[Exercise input — start]

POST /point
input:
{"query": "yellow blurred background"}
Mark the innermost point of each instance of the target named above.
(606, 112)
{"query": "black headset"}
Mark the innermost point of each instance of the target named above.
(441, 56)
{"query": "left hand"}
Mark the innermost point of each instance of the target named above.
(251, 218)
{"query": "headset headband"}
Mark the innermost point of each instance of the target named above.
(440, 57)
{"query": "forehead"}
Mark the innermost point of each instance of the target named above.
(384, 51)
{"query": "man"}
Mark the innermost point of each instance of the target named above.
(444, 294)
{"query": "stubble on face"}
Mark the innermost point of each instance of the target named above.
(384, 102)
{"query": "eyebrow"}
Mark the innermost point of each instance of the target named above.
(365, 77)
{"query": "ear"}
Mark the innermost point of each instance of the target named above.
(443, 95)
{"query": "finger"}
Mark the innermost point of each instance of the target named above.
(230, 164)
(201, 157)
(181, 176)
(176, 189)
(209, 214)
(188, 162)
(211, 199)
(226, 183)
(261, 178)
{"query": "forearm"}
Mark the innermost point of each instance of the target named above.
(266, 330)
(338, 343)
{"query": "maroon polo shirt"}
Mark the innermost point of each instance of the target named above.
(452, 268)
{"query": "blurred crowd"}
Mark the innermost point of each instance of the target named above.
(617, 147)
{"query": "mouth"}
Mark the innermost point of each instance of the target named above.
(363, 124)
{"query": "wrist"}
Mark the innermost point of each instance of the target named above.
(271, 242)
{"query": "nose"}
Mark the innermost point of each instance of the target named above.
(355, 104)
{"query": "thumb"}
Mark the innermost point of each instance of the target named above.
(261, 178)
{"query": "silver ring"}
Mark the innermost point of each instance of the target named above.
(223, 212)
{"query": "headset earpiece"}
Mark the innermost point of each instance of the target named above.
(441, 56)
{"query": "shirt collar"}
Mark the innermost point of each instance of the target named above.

[Exercise input — finish]

**Exercise objective**
Search the entries for the word "shirt" and copy every line that holds it.

**Answer area**
{"query": "maroon polo shirt"}
{"query": "shirt collar"}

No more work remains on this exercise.